----- Document segment
7 Things I Wish I Could Have Told Myself After My Son’s Autism Diagnosis
Words cannot express how I felt on that life-changing day. It was April 11, 2011, the day after my birthday.
My mother-in-law sat on the couch with me as my son played with toys on the floor. My husband listened in via phone because he was on an extended deployment to the Middle East. Extreme anxiety set in as the psychologist shared with us why she thought our oldest son met the diagnostic criteria for autism spectrum disorder.
I remember walking out of the office thinking that my life would never be the same. And I was right. It has not been the same.
On that day, I grieved, I cried and I prayed. I held my son very tight and loved on him with everything that I had.
I will never forget that day or the days that followed. I struggled to have hope when hope seemed to be unreasonable. There were overwhelming thoughts and fears that things would never get better. I wondered if my son would ever call me, “mommy,” or if he would ever develop a true and loving relationship with me because he seemed so distant. It was rough for quite a while.
It’s been 7 years since that day and a lot has changed for the better! Here’s 7 things that I would tell myself if I could go back to the day of my son’s autism diagnosis.
- Yes, your child’s journey may be different from other children, but the journey is still going to be beautiful! Don’t get caught up in comparing your child with others! Rejoice at every milestone, no matter how small. Your son is wonderfully and fearfully made! Educate yourself on his autism diagnosis, but don’t focus so much on it that you miss out on the simple joys of motherhood.
- Your son will surprise you! It won’t always be this way. It may not happen over night, but you will have many victories. Your son will eventually start talking more and will love you dearly. He will even have a preferred hair style for you! Watch and see!
- Don’t listen to what man says about your son. With God, all things are possible! Don’t let people put limits on your son and don’t you do it either! Keep taking him to therapy and watch God move! Keep exposing him to different things and never give up! One day, he’s going to participate in Taekwondo and make beautiful artwork that many will love!
- Establish a good support system! It will help you through the rough times. Don’t try to go through this alone. The enemy will have a field day with your mind if you do! Get a good circle of friends that you can vent to, cry on and share accomplishments with. Surround yourself with people that will pray for you and encourage you. Teach family and friends how to help you and your son so that you can have a break every once in a while.
----------
> [Things to do]
1. From the essay on a son's autism diagnosis, repeat the passage from "My mother-in-law sat" up to and including "been the same.".
2. State whether each statement below agrees with the essay on a son's autism diagnosis. Answer yes or no, and quote the deciding words exactly.
(a) The author's husband was present in the psychologist's office for the diagnosis.
(b) The diagnosis was given on the day after the author's birthday.
(c) Ten years have passed since the day of the diagnosis.
3. In the paragraph of the essay on a son's autism diagnosis that begins "On that day," list every action the author says she took.
----- Data listing
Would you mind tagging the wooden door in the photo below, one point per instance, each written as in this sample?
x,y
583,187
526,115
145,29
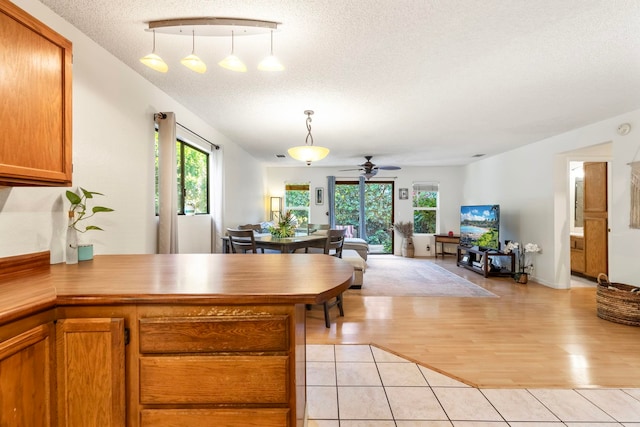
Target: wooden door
x,y
595,218
91,381
27,382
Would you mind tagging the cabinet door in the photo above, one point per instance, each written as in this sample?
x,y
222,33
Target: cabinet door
x,y
27,379
91,382
35,101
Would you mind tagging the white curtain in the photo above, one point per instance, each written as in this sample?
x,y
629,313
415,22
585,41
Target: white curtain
x,y
216,194
635,195
168,184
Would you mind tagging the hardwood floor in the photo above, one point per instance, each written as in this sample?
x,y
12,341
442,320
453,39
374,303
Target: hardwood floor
x,y
532,336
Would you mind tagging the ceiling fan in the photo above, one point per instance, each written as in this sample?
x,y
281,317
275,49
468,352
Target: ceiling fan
x,y
369,170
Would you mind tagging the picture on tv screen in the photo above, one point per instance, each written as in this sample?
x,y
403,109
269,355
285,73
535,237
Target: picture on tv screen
x,y
480,226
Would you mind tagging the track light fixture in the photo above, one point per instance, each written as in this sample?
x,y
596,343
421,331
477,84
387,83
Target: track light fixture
x,y
217,27
192,62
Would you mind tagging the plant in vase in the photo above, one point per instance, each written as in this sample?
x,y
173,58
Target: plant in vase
x,y
405,229
78,212
285,227
524,265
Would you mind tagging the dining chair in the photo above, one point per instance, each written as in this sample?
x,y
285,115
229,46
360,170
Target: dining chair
x,y
335,241
257,228
317,229
241,241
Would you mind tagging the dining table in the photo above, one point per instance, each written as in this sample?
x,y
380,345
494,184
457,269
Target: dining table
x,y
283,244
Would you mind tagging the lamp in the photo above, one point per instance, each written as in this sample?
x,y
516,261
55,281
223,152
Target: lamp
x,y
192,62
153,61
276,207
308,153
232,62
217,27
270,63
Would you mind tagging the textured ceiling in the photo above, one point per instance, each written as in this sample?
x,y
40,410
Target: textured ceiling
x,y
411,82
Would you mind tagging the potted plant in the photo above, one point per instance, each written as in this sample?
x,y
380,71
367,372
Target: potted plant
x,y
78,212
405,229
285,227
521,251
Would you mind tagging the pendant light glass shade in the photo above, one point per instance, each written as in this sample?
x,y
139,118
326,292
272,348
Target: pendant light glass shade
x,y
270,63
192,61
232,62
308,153
153,61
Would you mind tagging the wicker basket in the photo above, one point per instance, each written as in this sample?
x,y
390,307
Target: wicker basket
x,y
616,302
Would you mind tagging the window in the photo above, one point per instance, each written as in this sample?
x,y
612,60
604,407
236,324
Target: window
x,y
192,166
425,208
296,199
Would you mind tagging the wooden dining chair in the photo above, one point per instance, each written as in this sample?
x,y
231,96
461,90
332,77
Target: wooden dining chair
x,y
335,241
256,229
241,241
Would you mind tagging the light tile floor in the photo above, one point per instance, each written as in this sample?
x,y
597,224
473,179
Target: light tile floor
x,y
364,386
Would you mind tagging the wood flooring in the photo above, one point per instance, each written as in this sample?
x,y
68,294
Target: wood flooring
x,y
532,336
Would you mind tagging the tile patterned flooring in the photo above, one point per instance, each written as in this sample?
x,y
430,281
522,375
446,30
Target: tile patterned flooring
x,y
364,386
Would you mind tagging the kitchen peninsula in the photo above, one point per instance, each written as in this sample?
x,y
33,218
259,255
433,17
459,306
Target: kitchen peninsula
x,y
160,340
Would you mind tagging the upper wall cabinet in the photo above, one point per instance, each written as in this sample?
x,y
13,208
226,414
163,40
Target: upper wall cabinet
x,y
35,101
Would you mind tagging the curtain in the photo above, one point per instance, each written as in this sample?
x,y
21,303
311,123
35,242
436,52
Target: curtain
x,y
635,195
361,209
331,200
168,186
216,179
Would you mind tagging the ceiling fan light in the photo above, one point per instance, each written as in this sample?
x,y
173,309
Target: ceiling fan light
x,y
154,62
308,153
233,63
194,63
270,63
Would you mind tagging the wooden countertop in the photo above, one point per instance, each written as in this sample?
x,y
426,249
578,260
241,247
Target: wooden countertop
x,y
178,279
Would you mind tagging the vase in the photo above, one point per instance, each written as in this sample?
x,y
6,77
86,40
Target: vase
x,y
408,249
72,245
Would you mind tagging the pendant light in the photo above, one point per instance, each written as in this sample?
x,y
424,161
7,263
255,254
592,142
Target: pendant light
x,y
270,63
308,153
153,61
232,62
192,62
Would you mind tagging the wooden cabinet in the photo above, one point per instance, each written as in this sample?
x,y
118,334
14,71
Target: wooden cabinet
x,y
35,101
482,262
27,379
238,365
91,374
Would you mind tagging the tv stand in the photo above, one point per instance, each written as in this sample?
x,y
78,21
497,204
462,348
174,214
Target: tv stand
x,y
481,261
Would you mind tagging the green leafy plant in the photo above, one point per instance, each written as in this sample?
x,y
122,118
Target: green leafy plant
x,y
79,211
286,227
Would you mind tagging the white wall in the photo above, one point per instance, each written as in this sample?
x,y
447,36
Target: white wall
x,y
113,134
449,178
531,184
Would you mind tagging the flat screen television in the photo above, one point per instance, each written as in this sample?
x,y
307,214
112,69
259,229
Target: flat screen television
x,y
480,226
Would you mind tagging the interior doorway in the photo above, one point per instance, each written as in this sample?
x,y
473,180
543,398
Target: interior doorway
x,y
589,211
378,211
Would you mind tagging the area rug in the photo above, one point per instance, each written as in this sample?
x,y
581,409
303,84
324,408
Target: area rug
x,y
388,275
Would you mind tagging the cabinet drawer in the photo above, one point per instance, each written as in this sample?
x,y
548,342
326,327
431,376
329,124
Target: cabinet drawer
x,y
214,334
214,379
215,417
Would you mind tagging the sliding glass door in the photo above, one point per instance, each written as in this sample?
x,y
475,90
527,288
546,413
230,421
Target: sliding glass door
x,y
378,208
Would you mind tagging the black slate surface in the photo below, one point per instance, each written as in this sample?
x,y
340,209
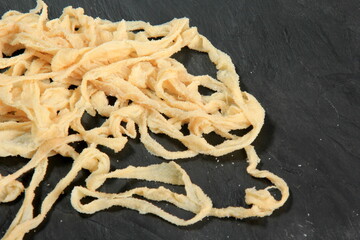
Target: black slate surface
x,y
301,59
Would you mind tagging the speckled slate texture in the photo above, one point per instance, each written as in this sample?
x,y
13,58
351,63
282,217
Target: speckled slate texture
x,y
301,59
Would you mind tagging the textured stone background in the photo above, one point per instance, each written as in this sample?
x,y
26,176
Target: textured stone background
x,y
301,59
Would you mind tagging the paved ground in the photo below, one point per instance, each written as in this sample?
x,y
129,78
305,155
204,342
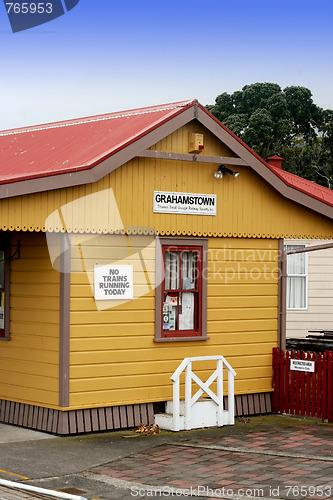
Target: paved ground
x,y
266,457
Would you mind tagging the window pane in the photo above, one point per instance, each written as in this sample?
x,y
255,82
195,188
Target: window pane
x,y
187,312
189,270
296,292
170,311
172,268
296,262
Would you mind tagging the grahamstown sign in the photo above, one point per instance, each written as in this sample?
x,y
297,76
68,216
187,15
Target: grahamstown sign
x,y
24,14
184,203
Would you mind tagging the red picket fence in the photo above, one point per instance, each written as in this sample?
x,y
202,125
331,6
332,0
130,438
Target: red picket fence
x,y
303,393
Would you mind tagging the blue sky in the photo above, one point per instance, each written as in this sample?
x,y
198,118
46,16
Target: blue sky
x,y
106,56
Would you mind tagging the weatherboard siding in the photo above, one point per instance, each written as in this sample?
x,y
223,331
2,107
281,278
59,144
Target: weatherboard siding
x,y
319,313
29,367
113,357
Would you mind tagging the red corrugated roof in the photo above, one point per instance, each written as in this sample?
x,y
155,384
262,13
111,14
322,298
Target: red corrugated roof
x,y
73,145
80,144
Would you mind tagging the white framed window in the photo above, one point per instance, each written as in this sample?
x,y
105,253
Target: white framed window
x,y
297,278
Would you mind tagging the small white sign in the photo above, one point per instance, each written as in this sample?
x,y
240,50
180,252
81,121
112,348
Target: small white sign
x,y
184,203
301,365
113,282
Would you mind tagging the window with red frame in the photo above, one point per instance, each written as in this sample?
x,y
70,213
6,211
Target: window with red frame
x,y
181,291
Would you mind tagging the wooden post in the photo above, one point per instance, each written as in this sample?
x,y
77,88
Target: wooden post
x,y
220,392
188,395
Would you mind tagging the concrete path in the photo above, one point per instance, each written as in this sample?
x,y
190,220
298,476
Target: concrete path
x,y
264,457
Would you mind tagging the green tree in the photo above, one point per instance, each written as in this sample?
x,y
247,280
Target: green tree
x,y
283,122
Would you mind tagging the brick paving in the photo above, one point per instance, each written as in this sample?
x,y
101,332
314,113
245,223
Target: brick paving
x,y
259,462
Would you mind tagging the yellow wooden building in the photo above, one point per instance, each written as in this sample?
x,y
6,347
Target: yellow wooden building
x,y
130,241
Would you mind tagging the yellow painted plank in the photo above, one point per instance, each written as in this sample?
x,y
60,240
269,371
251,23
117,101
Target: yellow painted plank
x,y
112,343
36,265
27,277
146,394
23,367
253,269
157,379
86,291
230,289
250,244
89,304
148,367
31,343
18,353
36,303
253,276
186,349
35,290
241,302
244,313
30,316
29,395
234,253
39,329
29,381
105,330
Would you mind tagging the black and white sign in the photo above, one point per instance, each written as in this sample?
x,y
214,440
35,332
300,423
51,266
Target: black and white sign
x,y
113,282
301,365
184,203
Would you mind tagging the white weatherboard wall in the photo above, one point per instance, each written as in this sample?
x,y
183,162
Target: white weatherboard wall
x,y
319,314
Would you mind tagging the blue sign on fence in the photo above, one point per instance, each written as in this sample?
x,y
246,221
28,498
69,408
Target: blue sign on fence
x,y
24,15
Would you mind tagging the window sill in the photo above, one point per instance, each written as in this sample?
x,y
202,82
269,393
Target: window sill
x,y
181,339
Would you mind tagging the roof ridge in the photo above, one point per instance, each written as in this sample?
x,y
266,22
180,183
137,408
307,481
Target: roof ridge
x,y
82,121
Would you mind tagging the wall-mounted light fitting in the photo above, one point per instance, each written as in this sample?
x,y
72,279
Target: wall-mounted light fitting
x,y
222,170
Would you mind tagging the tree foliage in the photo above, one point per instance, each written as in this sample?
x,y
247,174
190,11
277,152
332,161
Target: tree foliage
x,y
280,122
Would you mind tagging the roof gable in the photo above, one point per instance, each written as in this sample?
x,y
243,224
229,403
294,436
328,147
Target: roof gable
x,y
82,151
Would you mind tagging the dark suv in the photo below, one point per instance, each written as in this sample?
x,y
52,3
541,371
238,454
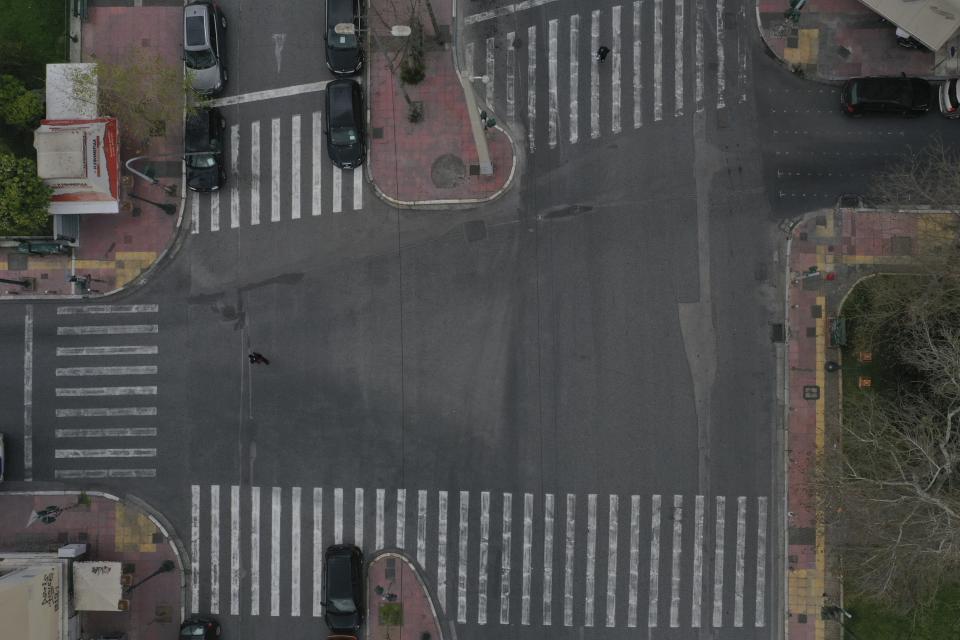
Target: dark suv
x,y
203,27
342,37
344,124
898,95
203,146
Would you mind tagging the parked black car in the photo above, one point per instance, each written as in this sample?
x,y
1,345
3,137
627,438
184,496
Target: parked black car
x,y
342,37
343,588
198,628
344,124
897,95
203,149
203,27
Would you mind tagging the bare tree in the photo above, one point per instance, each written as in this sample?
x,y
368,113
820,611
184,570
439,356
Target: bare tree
x,y
927,177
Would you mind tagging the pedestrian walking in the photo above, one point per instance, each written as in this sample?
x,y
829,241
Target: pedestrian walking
x,y
256,358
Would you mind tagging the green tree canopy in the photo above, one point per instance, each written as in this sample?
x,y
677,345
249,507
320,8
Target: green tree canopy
x,y
24,198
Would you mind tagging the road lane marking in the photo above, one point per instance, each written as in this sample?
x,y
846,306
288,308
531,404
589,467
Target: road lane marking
x,y
422,528
482,569
296,151
82,392
255,551
675,560
738,574
130,350
381,498
548,559
678,34
317,551
194,548
616,70
697,595
274,169
105,453
107,330
107,308
568,561
295,551
140,370
442,550
358,517
634,582
594,75
115,432
337,190
654,593
28,393
612,522
234,176
527,558
657,60
276,508
338,516
462,558
235,568
215,549
106,412
507,538
401,517
270,94
721,77
215,211
760,614
718,564
552,109
531,85
255,172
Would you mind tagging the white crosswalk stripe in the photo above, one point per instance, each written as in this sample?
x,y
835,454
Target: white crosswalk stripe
x,y
615,86
301,538
123,435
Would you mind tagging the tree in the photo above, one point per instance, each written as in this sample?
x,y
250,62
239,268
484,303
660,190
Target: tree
x,y
24,198
143,91
893,486
928,177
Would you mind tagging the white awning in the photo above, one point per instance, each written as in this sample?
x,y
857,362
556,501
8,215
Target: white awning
x,y
932,22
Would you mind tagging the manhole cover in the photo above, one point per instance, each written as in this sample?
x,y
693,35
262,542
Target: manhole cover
x,y
448,171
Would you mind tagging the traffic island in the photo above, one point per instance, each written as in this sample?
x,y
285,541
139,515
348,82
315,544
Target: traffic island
x,y
399,605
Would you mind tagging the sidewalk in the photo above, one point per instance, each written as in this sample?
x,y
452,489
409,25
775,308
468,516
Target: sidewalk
x,y
113,531
115,249
433,162
839,39
843,246
399,605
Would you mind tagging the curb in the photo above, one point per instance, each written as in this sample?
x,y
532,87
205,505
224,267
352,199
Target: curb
x,y
155,517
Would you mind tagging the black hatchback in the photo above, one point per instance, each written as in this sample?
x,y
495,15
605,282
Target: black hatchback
x,y
344,124
343,588
203,150
342,37
898,95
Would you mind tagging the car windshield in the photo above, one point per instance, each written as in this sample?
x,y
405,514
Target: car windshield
x,y
200,59
342,40
202,161
344,136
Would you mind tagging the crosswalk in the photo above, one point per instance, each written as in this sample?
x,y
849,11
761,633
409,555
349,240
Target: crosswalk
x,y
643,66
105,398
582,559
291,189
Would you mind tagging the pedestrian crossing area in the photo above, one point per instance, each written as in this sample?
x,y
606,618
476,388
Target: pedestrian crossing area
x,y
106,391
649,75
491,557
276,171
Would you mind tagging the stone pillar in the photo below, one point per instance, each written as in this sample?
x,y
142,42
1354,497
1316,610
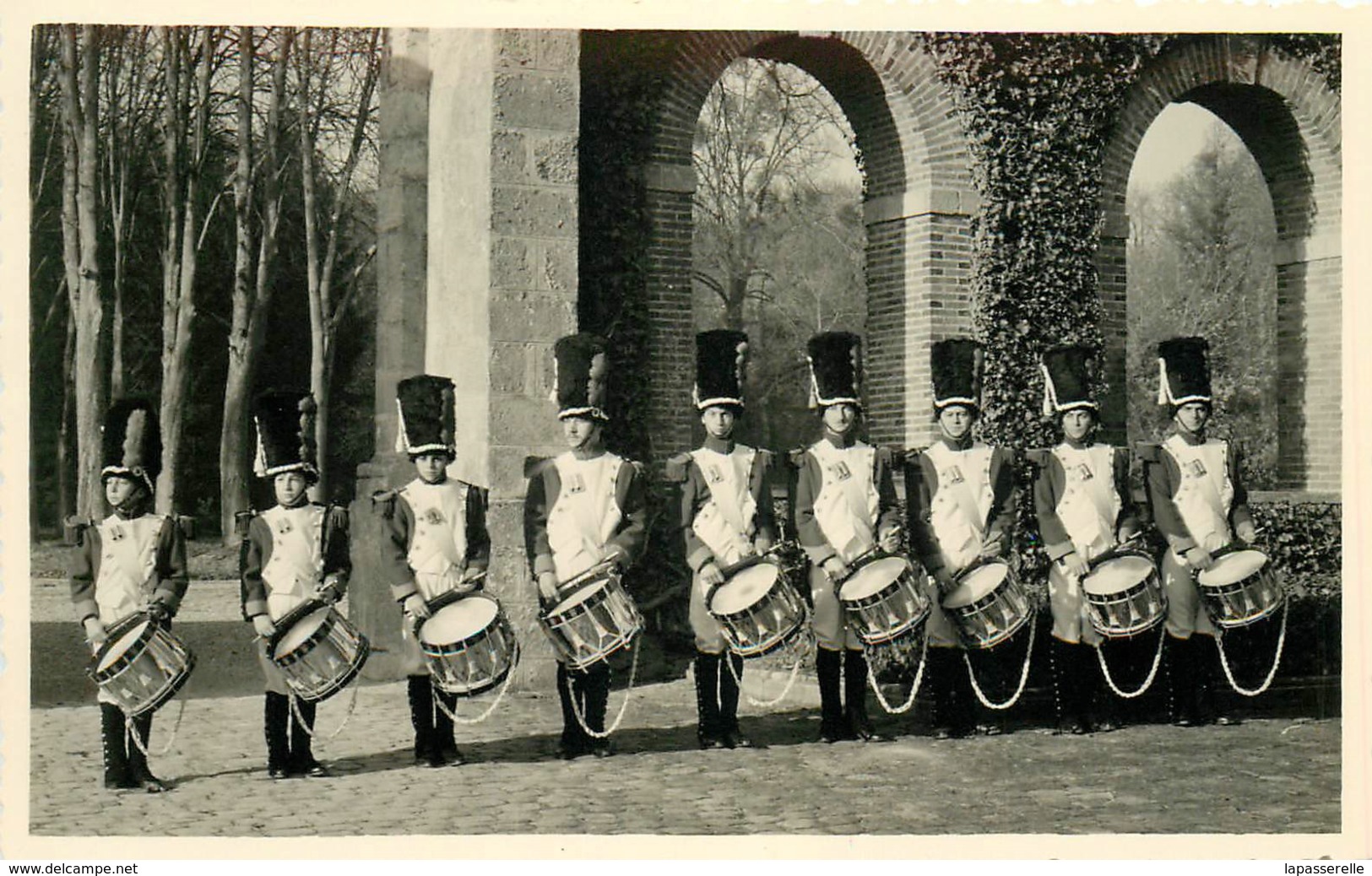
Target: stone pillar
x,y
498,287
918,272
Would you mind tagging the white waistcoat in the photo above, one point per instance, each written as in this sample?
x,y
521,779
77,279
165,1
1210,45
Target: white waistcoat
x,y
847,505
962,503
1090,505
127,557
726,522
1205,494
438,543
296,562
586,514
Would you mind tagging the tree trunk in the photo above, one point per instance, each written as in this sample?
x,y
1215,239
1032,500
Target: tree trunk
x,y
91,313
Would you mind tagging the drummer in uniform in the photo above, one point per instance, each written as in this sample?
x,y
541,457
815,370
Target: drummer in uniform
x,y
131,562
585,507
1084,509
437,547
845,511
294,553
961,505
1200,506
726,517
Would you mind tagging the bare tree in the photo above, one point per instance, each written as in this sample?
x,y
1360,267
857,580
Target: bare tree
x,y
80,226
252,193
336,73
186,138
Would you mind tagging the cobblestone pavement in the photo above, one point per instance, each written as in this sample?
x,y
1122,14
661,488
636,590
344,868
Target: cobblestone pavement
x,y
1264,776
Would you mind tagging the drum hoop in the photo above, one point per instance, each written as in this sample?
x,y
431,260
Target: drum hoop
x,y
746,612
450,597
113,636
294,617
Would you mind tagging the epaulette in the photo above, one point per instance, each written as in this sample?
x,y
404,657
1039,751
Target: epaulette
x,y
675,468
1147,452
241,520
73,531
533,465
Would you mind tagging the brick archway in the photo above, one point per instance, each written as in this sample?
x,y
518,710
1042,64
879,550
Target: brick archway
x,y
918,208
1290,121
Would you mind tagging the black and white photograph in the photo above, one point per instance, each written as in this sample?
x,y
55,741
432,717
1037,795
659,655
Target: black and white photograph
x,y
579,434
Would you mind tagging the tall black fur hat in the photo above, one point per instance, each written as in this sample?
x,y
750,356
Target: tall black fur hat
x,y
957,372
720,368
1066,380
1185,370
582,364
131,441
834,369
285,434
427,419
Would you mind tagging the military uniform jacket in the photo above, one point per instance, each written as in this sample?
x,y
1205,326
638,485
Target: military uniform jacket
x,y
937,485
437,533
121,564
1196,489
289,553
845,498
739,520
1082,500
608,514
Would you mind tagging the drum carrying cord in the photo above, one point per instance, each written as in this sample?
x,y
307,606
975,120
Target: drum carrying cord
x,y
500,695
1147,683
351,705
800,654
914,687
1277,661
143,748
623,706
1024,676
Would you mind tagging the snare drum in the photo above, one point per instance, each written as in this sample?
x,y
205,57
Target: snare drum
x,y
757,609
1124,595
884,599
593,623
468,643
317,650
140,665
1240,588
990,605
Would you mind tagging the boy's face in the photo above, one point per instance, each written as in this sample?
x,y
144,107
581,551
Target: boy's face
x,y
581,432
1192,416
957,421
1077,424
120,491
719,421
840,419
290,489
432,467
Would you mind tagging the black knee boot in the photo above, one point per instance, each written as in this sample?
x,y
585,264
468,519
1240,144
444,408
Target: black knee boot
x,y
276,717
421,716
708,676
730,673
1069,687
574,742
827,667
138,771
302,748
114,748
596,684
1181,682
855,698
443,740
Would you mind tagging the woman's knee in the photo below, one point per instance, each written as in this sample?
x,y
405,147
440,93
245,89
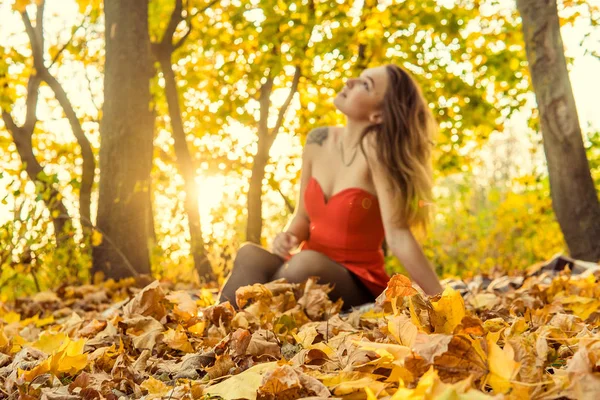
----------
> [Per-task answers]
1.
My mother-in-law sat on the couch with me as my son played with toys on the floor. My husband listened in via phone because he was on an extended deployment to the Middle East. Extreme anxiety set in as the psychologist shared with us why she thought our oldest son met the diagnostic criteria for autism spectrum disorder.
I remember walking out of the office thinking that my life would never be the same. And I was right. It has not been the same.

2.
(a) No: "My husband listened in via phone because he was on an extended deployment to the Middle East."
(b) Yes: "It was April 11, 2011, the day after my birthday."
(c) No: "It’s been 7 years since that day"

3.
1. Grieved
2. Cried
3. Prayed
4. Held her son very tight
5. Loved on him with everything that she had